Instructions to follow:
Please retype each record exactly as it stands below.

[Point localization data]
+--

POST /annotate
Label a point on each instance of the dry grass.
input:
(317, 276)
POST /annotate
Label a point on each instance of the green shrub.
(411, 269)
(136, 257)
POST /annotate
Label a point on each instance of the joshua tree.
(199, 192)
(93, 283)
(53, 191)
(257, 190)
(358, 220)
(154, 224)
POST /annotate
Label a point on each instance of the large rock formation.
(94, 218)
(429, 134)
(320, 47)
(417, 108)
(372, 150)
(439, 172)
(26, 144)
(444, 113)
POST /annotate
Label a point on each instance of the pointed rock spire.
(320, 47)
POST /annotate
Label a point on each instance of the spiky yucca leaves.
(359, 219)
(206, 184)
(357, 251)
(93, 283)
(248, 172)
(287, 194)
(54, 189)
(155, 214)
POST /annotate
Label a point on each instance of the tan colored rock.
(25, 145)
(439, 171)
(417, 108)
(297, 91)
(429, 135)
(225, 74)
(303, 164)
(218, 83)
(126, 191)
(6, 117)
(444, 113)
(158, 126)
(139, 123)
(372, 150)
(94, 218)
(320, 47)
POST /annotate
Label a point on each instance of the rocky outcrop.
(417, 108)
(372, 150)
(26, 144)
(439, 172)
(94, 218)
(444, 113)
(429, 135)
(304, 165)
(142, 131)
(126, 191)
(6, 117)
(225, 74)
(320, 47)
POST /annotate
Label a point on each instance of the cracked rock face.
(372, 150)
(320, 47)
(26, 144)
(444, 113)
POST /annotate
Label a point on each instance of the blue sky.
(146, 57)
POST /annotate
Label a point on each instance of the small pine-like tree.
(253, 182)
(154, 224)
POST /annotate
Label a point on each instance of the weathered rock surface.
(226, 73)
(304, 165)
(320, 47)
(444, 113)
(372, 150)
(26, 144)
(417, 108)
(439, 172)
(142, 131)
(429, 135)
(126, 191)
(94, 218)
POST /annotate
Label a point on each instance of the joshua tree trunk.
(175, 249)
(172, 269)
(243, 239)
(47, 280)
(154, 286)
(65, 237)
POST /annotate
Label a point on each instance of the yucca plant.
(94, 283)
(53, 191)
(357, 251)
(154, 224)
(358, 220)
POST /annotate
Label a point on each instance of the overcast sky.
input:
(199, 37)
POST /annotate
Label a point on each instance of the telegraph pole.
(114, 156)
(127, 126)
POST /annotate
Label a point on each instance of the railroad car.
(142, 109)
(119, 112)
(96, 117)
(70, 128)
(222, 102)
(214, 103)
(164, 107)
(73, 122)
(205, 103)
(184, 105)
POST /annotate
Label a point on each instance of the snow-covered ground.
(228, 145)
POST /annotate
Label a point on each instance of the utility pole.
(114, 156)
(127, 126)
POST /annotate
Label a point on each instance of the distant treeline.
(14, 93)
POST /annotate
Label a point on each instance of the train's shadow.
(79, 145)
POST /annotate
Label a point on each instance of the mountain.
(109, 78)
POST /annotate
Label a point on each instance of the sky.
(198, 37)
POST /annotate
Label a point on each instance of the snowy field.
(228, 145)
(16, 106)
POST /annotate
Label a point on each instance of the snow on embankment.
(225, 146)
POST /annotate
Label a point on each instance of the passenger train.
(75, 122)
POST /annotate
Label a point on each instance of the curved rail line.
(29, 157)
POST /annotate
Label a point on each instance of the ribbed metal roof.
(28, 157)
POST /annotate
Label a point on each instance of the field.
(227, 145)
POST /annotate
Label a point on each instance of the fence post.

+--

Answer area:
POST /annotate
Label a point on each instance of the dry grass.
input:
(317, 276)
POST /annotate
Label a point on each instance of the green shrub.
(411, 269)
(136, 257)
POST /annotate
Label a point on each instance of the joshua tree.
(199, 192)
(93, 283)
(53, 191)
(257, 190)
(358, 220)
(154, 224)
POST /annotate
Label a point on each instance of the large rock formation.
(94, 218)
(429, 134)
(320, 47)
(417, 108)
(372, 150)
(439, 172)
(26, 144)
(444, 113)
POST /annotate
Label a point on each instance of the pointed rock spire.
(320, 47)
POST /annotate
Label a point on each instance of the spiky yucca leaves.
(359, 219)
(206, 184)
(357, 251)
(93, 283)
(248, 172)
(287, 194)
(54, 189)
(155, 214)
POST /annotate
Label a point on each instance of the tan colored rock.
(25, 145)
(439, 171)
(417, 108)
(297, 91)
(429, 135)
(225, 74)
(303, 164)
(218, 83)
(126, 191)
(6, 117)
(444, 113)
(158, 126)
(139, 123)
(372, 150)
(94, 218)
(320, 47)
POST /annotate
Label a point on each instance of the rocky outcrop.
(417, 108)
(372, 150)
(26, 144)
(439, 172)
(94, 218)
(444, 113)
(429, 135)
(304, 165)
(142, 131)
(126, 191)
(6, 117)
(225, 74)
(320, 47)
POST /annotate
Label a point on each instance of the cracked rock face.
(372, 150)
(320, 47)
(26, 144)
(444, 113)
POST /annotate
Label a point on each instance of the blue sky.
(146, 57)
POST /annotate
Label a point on each instance of the small pine-like tree.
(253, 182)
(154, 224)
POST /annotate
Label a point on each instance of the weathered rock surface.
(226, 73)
(304, 165)
(320, 47)
(444, 113)
(372, 150)
(26, 144)
(417, 108)
(439, 172)
(142, 131)
(429, 135)
(126, 191)
(94, 218)
POST /annotate
Label a point on each instance of the joshua tree trunk.
(175, 249)
(172, 269)
(243, 239)
(47, 280)
(154, 286)
(65, 237)
POST /annotate
Label a point on each instance of the yucca plant.
(94, 283)
(53, 191)
(357, 251)
(154, 224)
(358, 220)
POST /annotate
Label a point on each instance of the overcast sky.
input:
(199, 37)
POST /annotate
Label a point on each instance of the telegraph pole.
(114, 156)
(127, 126)
POST /annotate
Label a point on each instance of the railroad car.
(142, 109)
(119, 112)
(96, 117)
(70, 128)
(222, 102)
(214, 103)
(164, 107)
(73, 122)
(205, 103)
(184, 105)
POST /annotate
Label a point on each instance of the snow-covered ground.
(228, 145)
POST /annotate
Label a point on each instance of the utility pole.
(114, 156)
(127, 126)
POST /annotate
Label a point on each instance of the distant treeline.
(14, 93)
POST /annotate
Label a point on each instance of the train's shadow.
(79, 145)
POST /annotate
Label a point on each instance of the mountain.
(109, 78)
POST /annotate
Label a point on each instance of the sky.
(198, 37)
POST /annotate
Label a point on each instance of the snowy field.
(228, 145)
(16, 106)
POST /annotate
Label a point on each instance of the snow on embankment.
(225, 146)
POST /annotate
Label a point on each instance of the passenger train.
(75, 122)
POST /annotate
Label a point on each instance of the curved rail line.
(29, 157)
POST /annotate
Label a point on each instance of the ribbed metal roof.
(28, 157)
POST /annotate
Label a point on each instance of the field.
(227, 145)
POST /annotate
Label a point on each instance of the fence post.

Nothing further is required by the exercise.